══ DATA SHOWN ══
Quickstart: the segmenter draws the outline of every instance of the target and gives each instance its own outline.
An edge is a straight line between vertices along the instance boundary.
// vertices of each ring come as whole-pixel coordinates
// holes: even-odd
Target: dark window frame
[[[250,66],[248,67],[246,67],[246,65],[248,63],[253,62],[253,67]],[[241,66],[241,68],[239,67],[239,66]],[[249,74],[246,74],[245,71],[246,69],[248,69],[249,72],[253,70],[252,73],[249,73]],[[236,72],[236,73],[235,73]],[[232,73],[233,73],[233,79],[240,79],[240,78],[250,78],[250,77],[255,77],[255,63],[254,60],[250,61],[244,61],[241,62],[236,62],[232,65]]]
═══
§ **INSTRUCTIONS FOR THE TASK**:
Please output every line of the data above as a Markdown table with the columns Row and Line, numbering the rows and leaving out blank lines.

§ **WORKED SOLUTION**:
| Row | Line |
|---|---|
| 1 | Quickstart: the segmenter draws the outline of every instance of the target and gives each instance its own outline. |
| 2 | An edge is a straight line between vertices along the instance boundary. |
| 3 | // vertices of each ring come as whole-pixel coordinates |
| 4 | // holes: even-odd |
| 5 | Target: dark window frame |
| 6 | [[[250,66],[248,67],[246,67],[246,65],[248,63],[253,62],[253,67]],[[241,66],[241,68],[239,67],[239,66]],[[249,74],[246,74],[245,71],[246,69],[248,69],[249,72],[253,70],[252,73],[249,73]],[[236,72],[236,73],[235,73]],[[232,73],[233,73],[233,79],[240,79],[240,78],[250,78],[250,77],[255,77],[255,63],[254,60],[250,61],[244,61],[241,62],[236,62],[232,65]]] |